■ Aim ■
Copy out all the entries exactly.

■ Stored data ■
====================

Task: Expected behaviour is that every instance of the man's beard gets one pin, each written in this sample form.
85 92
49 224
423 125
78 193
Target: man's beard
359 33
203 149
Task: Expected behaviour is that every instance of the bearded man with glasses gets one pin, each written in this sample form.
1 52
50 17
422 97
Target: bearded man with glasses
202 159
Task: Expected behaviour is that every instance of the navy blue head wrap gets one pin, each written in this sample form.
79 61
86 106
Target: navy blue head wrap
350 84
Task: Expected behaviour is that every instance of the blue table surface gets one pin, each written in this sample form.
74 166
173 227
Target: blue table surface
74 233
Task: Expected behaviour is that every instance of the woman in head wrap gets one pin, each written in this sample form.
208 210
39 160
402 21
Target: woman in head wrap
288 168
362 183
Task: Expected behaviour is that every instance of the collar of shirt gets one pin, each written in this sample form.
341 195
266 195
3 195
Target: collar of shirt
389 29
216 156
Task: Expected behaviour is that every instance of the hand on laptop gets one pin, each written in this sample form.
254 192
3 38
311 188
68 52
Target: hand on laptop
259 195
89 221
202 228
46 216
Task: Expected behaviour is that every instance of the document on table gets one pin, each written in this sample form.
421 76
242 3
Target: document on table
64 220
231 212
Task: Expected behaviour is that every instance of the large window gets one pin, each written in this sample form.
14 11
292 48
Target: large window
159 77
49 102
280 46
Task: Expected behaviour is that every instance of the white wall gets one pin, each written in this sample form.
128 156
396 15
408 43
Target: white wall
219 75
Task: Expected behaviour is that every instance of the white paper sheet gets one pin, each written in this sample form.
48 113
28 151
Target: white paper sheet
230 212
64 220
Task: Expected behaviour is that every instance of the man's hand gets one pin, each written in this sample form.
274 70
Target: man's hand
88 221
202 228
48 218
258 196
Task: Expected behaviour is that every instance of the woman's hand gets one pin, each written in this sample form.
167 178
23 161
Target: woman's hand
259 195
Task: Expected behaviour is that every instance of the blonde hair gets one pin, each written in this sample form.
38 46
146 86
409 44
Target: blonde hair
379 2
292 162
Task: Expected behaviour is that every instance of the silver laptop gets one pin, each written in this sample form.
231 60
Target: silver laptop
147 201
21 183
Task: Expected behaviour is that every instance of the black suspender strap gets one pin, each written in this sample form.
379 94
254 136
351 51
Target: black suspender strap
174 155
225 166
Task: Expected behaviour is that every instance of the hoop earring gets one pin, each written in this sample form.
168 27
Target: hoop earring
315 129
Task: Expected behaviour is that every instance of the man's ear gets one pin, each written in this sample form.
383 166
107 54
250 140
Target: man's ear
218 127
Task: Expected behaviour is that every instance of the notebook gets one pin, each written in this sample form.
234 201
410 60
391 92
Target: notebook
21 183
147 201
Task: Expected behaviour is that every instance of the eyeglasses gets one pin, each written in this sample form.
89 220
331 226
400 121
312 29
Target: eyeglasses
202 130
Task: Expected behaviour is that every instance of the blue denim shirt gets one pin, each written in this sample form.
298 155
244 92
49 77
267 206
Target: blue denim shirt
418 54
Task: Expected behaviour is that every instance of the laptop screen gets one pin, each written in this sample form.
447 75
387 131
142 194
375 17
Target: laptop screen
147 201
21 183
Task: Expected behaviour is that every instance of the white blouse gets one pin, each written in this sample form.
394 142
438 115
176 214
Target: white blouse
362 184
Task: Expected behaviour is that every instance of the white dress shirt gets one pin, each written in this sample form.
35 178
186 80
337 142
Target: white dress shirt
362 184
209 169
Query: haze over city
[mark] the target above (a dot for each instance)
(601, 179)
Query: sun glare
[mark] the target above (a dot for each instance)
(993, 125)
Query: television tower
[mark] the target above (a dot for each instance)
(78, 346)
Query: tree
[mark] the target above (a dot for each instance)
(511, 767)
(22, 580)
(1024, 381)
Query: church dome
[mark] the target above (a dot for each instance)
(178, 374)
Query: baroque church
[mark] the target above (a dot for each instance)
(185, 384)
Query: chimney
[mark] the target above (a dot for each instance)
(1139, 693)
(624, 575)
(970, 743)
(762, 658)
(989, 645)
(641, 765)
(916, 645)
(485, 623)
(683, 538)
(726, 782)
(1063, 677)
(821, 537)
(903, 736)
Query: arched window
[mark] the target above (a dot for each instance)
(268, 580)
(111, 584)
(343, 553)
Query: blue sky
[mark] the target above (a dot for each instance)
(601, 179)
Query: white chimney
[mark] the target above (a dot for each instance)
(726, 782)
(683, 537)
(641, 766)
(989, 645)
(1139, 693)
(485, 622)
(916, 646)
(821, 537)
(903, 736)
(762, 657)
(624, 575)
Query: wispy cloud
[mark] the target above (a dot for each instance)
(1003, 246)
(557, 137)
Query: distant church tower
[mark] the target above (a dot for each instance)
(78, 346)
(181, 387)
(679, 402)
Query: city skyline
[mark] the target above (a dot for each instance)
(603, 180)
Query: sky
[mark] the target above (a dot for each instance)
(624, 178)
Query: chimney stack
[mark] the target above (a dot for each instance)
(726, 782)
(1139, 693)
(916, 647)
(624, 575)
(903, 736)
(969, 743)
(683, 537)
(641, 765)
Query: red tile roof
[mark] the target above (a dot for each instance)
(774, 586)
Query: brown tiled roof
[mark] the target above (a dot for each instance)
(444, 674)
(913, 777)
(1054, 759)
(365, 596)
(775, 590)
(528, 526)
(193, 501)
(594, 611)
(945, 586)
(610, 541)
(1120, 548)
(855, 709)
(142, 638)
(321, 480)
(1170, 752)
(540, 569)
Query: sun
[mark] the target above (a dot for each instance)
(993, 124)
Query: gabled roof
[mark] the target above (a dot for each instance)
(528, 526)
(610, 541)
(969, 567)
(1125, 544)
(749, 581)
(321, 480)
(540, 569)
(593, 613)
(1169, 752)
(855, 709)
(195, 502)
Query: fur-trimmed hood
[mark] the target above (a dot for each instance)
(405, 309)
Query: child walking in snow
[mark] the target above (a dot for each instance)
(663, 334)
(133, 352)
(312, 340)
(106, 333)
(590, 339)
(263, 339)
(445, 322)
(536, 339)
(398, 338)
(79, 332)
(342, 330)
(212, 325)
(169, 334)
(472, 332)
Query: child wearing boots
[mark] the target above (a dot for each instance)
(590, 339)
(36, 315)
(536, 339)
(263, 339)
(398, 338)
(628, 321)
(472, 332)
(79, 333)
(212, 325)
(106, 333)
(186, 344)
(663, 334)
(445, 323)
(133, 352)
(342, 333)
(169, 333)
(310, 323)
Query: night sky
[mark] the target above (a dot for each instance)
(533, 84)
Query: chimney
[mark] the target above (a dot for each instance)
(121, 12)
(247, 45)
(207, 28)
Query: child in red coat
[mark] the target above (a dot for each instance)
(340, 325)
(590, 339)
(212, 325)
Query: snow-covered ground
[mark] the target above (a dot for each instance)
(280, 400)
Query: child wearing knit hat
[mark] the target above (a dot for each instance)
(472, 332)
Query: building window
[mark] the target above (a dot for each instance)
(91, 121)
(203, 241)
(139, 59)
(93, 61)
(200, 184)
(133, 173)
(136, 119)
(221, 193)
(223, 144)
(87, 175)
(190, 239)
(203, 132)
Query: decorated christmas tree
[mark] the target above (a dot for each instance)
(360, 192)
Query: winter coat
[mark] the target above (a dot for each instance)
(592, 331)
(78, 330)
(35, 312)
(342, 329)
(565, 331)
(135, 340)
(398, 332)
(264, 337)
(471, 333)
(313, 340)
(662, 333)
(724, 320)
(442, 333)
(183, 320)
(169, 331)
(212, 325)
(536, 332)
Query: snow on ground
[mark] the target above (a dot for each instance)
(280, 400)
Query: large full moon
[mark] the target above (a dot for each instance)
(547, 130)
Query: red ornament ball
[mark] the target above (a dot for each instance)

====================

■ Result of the task ■
Task: Expected behaviour is that every instance of the man's beard gets one pin, each written in this sample form.
85 92
49 224
423 125
78 193
Target: man's beard
359 33
203 149
Task: Expected behaviour is that every instance of the bearded man with glasses gets one pin, each written in this sample form.
1 52
50 17
422 97
Target: bearded man with glasses
202 159
Task: Expected behaviour is that every instance of the navy blue head wrap gets one pin, each written in this sample form.
79 61
86 106
Target: navy blue head wrap
350 84
Task: Expected behaviour is that every instance of the blue table surface gets one pin, each written in this sample form.
74 166
173 227
Target: blue table surface
74 233
Task: Expected behaviour is that every instance of the woman in head wrap gets one pin, each written in this sample form.
208 210
39 160
402 21
Target: woman in head wrap
288 168
362 183
Task: Expected behaviour is that every instance of the collar of shirt gets one pin, each written in this sample form.
341 195
266 195
3 195
Target: collar of shirt
389 29
216 156
Task: Expected behaviour is that every instance of the hand on laptop gets one pin, each written in this sample form.
254 192
3 38
311 188
68 52
Target: hand on laptop
259 195
89 221
202 228
46 216
Task: Expected behaviour is that every instance of the document on table gets one pin, each written in this sample form.
421 76
242 3
Target: document on table
64 220
231 212
Task: Expected behaviour is that every instance of the large window gets one pin, each written in this sample form.
14 11
292 48
Target: large window
159 77
49 102
280 46
Task: Expected behaviour is that every instance of the white wall gets one pin, each written in this sample form.
128 156
396 15
408 43
Target: white wall
219 75
Task: Expected behaviour is that every instance of the white paper sheet gets one pin, each written in this sample form.
48 113
28 151
Target: white paper sheet
230 212
64 220
Task: Expected behaviour is that every instance of the man's hand gets one pin, each written in this sample form.
274 70
Target: man's hand
88 221
202 228
48 218
258 196
Task: Expected behaviour is that every instance of the woman's hand gets one pin, each written in this sample form.
167 178
23 161
Target: woman's hand
259 195
Task: Expected behaviour is that every instance of the blonde hair gets one pin, each written in this sample form.
38 46
146 86
409 44
Target: blonde hair
379 2
292 162
Task: Expected behaviour is that every instance of the silver laptop gets one pin, each written in this sample form.
231 60
Target: silver laptop
147 201
21 183
Task: Expected behaviour is that every instance of the black suspender strap gets one pin, each written in this sample form.
379 94
254 136
351 51
Target: black suspender strap
174 155
225 166
Task: Expected behaviour is that every instance of the hoop earring gets one pin, each written in this sample form.
168 27
Target: hoop earring
315 129
Task: Expected behaviour is that every instance of the man's ear gets one pin, each written in this sample form.
383 166
107 54
250 140
Target: man's ear
218 127
Task: Expected behaviour is that every instance of the notebook gets one pin, each written in this sample form.
234 201
410 60
391 92
Target: notebook
21 183
147 201
Task: Expected behaviour is that every instance of the eyeglasses gets one pin, each written in this sample form.
89 220
331 226
400 121
312 29
Target: eyeglasses
202 130
Task: Expected behaviour is that every instance of the blue denim shirt gets one pin, each written in this sample form.
298 155
244 92
49 77
267 206
Target: blue denim shirt
418 54
Task: Expected behaviour is that every instance of the laptop screen gets one pin, each written in this sample form.
447 75
387 131
142 194
375 17
Target: laptop screen
147 201
21 183
Task: Expected behaviour is that every instance of the white blouse gets one pin, each written in this sample form.
394 142
438 115
176 214
Target: white blouse
362 184
Task: Expected behaviour is that every instance of the white dress shirt gets one pin, each written in this sample form.
35 178
186 80
337 142
Target: white dress shirt
362 184
209 169
Query: haze over city
[mark] the target above (a dot for each instance)
(601, 179)
Query: sun glare
[mark] the target above (a dot for each instance)
(993, 125)
Query: television tower
[mark] the target above (a dot for each instance)
(78, 346)
Query: tree
[mark] the target above (a dot for each instance)
(511, 767)
(22, 580)
(1024, 381)
Query: church dome
[mark] the target above (a dot for each instance)
(178, 374)
Query: baroque church
[mark] the target above (a dot for each instance)
(185, 384)
Query: chimney
[mark] the target above (a dot for each instance)
(1139, 693)
(624, 575)
(970, 743)
(762, 658)
(989, 645)
(641, 765)
(916, 645)
(485, 623)
(683, 538)
(726, 782)
(1063, 677)
(821, 537)
(903, 736)
Query: arched window
[mark] the target above (a dot for each instance)
(268, 580)
(111, 584)
(343, 553)
Query: blue sky
[mark] the target above (a dot for each instance)
(601, 179)
Query: white chimney
[mark] the target above (a dot for each instance)
(726, 782)
(683, 537)
(641, 766)
(989, 645)
(1139, 693)
(485, 622)
(916, 646)
(821, 537)
(903, 736)
(762, 657)
(624, 575)
Query: wispy cloud
[mark] the target above (a dot for each instance)
(1003, 246)
(557, 137)
Query: distant church tower
[mark] the target above (a dot for each instance)
(78, 346)
(181, 387)
(679, 402)
Query: city skyline
[mark] the target above (a dot for each instance)
(603, 180)
Query: sky
[mark] the target above (a dot for each instance)
(624, 178)
Query: chimney stack
[mark] the target above (a dot for each instance)
(726, 782)
(1139, 693)
(916, 647)
(624, 575)
(903, 736)
(969, 743)
(683, 537)
(641, 765)
Query: red tile roof
[mark] the target above (a dot for each instance)
(774, 586)
Query: brown tiled roof
[mark] the target above (a dot for each instance)
(444, 674)
(913, 777)
(1054, 759)
(365, 596)
(775, 590)
(528, 526)
(193, 501)
(594, 611)
(945, 586)
(610, 541)
(1120, 548)
(855, 709)
(142, 638)
(321, 480)
(1170, 752)
(540, 569)
Query: sun
[mark] the target above (a dot for each instance)
(993, 124)
Query: gabled roof
[mark] the target above (a dot for each instance)
(528, 526)
(610, 541)
(969, 567)
(1125, 544)
(749, 581)
(321, 480)
(540, 569)
(593, 613)
(1169, 752)
(855, 709)
(195, 502)
Query: fur-trimmed hood
[mark] the target above (a dot for each instance)
(405, 309)
Query: child walking in snow
[mark] the target above (a dot for each instance)
(663, 334)
(133, 352)
(312, 340)
(106, 333)
(590, 339)
(263, 339)
(445, 322)
(536, 339)
(398, 338)
(79, 332)
(342, 330)
(212, 325)
(169, 334)
(472, 332)
Query: child wearing boots
[mark] the target above (a dot for each instance)
(590, 339)
(36, 315)
(536, 339)
(263, 339)
(398, 338)
(628, 321)
(472, 332)
(79, 333)
(212, 325)
(106, 333)
(186, 344)
(663, 334)
(445, 323)
(133, 352)
(342, 333)
(169, 333)
(310, 323)
Query: night sky
[mark] the target above (a dot for each instance)
(533, 84)
Query: chimney
[mark] the target above (a dot for each instance)
(121, 12)
(247, 45)
(207, 28)
Query: child in red coat
[mark] the target above (a dot for each instance)
(340, 325)
(590, 339)
(212, 325)
Query: snow-covered ground
[mark] the target above (a dot for each instance)
(280, 400)
Query: child wearing knit hat
[mark] the target above (a dot for each instance)
(472, 332)
Query: building window
[mark] the target above (a dot for each instance)
(91, 121)
(203, 241)
(139, 59)
(93, 61)
(200, 184)
(133, 173)
(136, 119)
(221, 193)
(223, 144)
(87, 175)
(190, 239)
(203, 132)
Query: decorated christmas tree
[mark] the target above (a dot for each instance)
(360, 192)
Query: winter coat
[mark] the target above (a dot for each instance)
(592, 331)
(78, 330)
(35, 312)
(342, 329)
(565, 331)
(135, 340)
(398, 332)
(264, 337)
(471, 333)
(313, 340)
(662, 333)
(724, 320)
(442, 333)
(183, 320)
(169, 331)
(212, 325)
(536, 332)
Query: snow on ground
[mark] the target above (a dot for each instance)
(280, 400)
Query: large full moon
[mark] the target above (a dot for each instance)
(547, 130)
Query: red ornament ball
[mark] the target above (a dot for each instance)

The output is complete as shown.